**Excerpted records:**
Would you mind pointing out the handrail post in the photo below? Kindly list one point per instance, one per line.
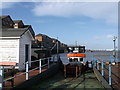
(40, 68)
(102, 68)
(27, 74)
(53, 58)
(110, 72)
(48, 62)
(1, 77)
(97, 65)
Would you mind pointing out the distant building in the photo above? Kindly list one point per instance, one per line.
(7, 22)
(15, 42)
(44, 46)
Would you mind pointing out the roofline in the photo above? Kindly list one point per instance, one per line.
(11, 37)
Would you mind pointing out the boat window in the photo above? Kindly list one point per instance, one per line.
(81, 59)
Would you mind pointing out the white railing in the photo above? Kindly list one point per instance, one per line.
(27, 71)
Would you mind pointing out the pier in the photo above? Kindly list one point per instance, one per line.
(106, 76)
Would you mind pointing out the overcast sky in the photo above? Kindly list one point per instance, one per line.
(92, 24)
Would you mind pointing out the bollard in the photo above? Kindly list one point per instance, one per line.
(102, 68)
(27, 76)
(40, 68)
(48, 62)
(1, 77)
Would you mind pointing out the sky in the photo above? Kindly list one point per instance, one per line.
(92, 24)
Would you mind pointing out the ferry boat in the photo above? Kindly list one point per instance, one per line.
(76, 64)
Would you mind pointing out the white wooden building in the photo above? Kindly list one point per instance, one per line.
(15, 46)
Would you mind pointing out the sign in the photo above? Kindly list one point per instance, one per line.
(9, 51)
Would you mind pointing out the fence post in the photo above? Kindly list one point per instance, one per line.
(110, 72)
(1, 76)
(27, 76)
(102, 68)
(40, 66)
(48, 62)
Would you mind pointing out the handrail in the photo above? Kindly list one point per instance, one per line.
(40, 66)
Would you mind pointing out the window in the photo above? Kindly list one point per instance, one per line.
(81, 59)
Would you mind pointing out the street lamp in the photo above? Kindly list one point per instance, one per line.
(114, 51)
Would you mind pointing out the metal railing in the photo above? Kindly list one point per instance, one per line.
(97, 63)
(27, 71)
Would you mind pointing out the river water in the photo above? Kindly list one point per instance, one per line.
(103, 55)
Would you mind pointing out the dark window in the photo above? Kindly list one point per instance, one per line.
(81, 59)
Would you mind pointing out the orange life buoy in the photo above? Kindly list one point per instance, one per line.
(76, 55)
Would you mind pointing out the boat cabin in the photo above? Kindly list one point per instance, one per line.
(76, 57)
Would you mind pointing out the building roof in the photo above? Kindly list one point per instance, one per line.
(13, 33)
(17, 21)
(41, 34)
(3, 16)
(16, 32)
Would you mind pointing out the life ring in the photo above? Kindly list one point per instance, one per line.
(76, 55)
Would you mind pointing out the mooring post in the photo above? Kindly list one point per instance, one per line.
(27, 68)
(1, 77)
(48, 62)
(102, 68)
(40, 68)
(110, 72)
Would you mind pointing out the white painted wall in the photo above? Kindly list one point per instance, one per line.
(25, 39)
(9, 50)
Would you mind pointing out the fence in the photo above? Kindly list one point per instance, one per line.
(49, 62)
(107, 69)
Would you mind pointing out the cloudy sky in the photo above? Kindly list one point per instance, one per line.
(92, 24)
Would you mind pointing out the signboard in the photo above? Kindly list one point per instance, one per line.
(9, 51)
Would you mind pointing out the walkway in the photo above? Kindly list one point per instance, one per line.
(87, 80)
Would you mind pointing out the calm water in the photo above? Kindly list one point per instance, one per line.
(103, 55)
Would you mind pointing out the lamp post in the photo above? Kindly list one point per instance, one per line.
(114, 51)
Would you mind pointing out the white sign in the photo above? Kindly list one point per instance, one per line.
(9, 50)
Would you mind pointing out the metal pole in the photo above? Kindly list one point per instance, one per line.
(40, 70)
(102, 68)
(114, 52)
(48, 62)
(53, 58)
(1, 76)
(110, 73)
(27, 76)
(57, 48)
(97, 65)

**Request:**
Could you copy out every item above word for word, including the points under each one, but without the picture?

**Solution to this problem:**
Would you mind pointing out the handrail post in the photo below? Kindly list one point per instance, one per line.
(40, 68)
(102, 68)
(27, 74)
(53, 58)
(110, 72)
(48, 62)
(1, 77)
(97, 65)
Would you mind pointing out the distant building in the photo above? Kindly list one point per instance, one per line.
(7, 22)
(15, 42)
(44, 46)
Would you mind pointing out the roofline in the photo above? Kindly list one point per instance, one per line.
(11, 37)
Would you mind pointing out the boat window in the photo above? Kindly list one point per instance, one per line.
(81, 59)
Would you mind pointing out the white railing in the photo above? Kindly list one point per instance, one per line.
(27, 71)
Would you mind pointing out the pier in the photo above? Kindly list one point per instance, one per line.
(106, 76)
Would you mind pointing out the overcast sky in the photo above? Kindly list one point per instance, one per line.
(92, 24)
Would you mind pointing out the bollard in the photo above? Kindly list one point per instance, one per line.
(102, 68)
(27, 76)
(40, 68)
(48, 62)
(1, 77)
Would you mind pointing out the sky in the photo above? Kindly list one point per instance, one per line.
(92, 24)
Would you mind pointing out the ferry boat in the photo above? Kindly list one point per instance, one per line.
(76, 64)
Would you mind pointing out the white wooden building in the photo above? Kindly list one point per instance, one per line.
(15, 46)
Would you mind pointing out the sign in the photo above? Kindly list one point per instance, one per line.
(9, 51)
Would you mind pointing out the fence post in the photo above? Kindly list one point per instance, one per line.
(110, 72)
(1, 76)
(27, 76)
(102, 68)
(40, 66)
(48, 62)
Would you mind pointing out the handrail in the photo above? Kindly list one point per instance, one per line.
(40, 66)
Would you mind pointing out the window in the photo above? Kindly list one point per instance, one per line.
(81, 59)
Would you mind pointing out the street lamp in the photo above? Kindly list one point per instance, one per line.
(114, 51)
Would you mind pointing out the metal railing in the photo above? Kindly list one point per instance, one per line.
(97, 63)
(27, 71)
Would you mind pointing out the river water in the photo above? Kindly list one point per instance, one per line.
(103, 55)
Would you mind pointing out the dark window in the photo above? Kindly list one point per instance, one per line.
(81, 59)
Would you mind pointing out the orange life buoy in the photo above? Kindly list one point per instance, one per line.
(76, 55)
Would you mind pointing out the boat cabin in the photo above? Kindly list one point per instance, one per line.
(76, 57)
Would you mind pointing out the building roof in the photo above? Kindly list one point per instance, one per line.
(13, 33)
(17, 21)
(41, 34)
(3, 16)
(16, 32)
Would you mind pointing out the life ring in the photo above? Kindly list one point per instance, one per line.
(76, 55)
Would you mind pointing out the mooring post in the photo above? Kindly list one point per instance, one per line.
(27, 68)
(1, 77)
(48, 62)
(102, 68)
(40, 68)
(110, 72)
Would you mind pointing out the white painted wall in the photo above? Kindly list one point per instance, one per line.
(25, 39)
(9, 50)
Would you mind pointing out the fence in the photo above? Kindly list one point per instance, one per line.
(49, 62)
(107, 69)
Would you mind pointing out the cloudy sky in the photo above? Kindly list one point per instance, one per line.
(92, 24)
Would you mind pointing out the signboard in the photo above? Kindly list one point per instance, one per line.
(9, 51)
Would you mind pointing out the walkway in the photo above? Kindly list one point per instance, one per line.
(87, 80)
Would you mind pointing out the calm water in the photo above? Kindly list one point per instance, one per line.
(103, 55)
Would you mind pointing out the lamp post in the photo above? Kindly list one point per instance, one per line.
(114, 51)
Would you mind pointing out the white sign in the photo above? Kindly list one point per instance, one per line.
(9, 50)
Would you mind pointing out the metal pole in the photo above? Kindly list one point per instance, one per line.
(40, 70)
(102, 68)
(114, 52)
(48, 62)
(53, 58)
(1, 76)
(110, 73)
(27, 76)
(57, 48)
(97, 65)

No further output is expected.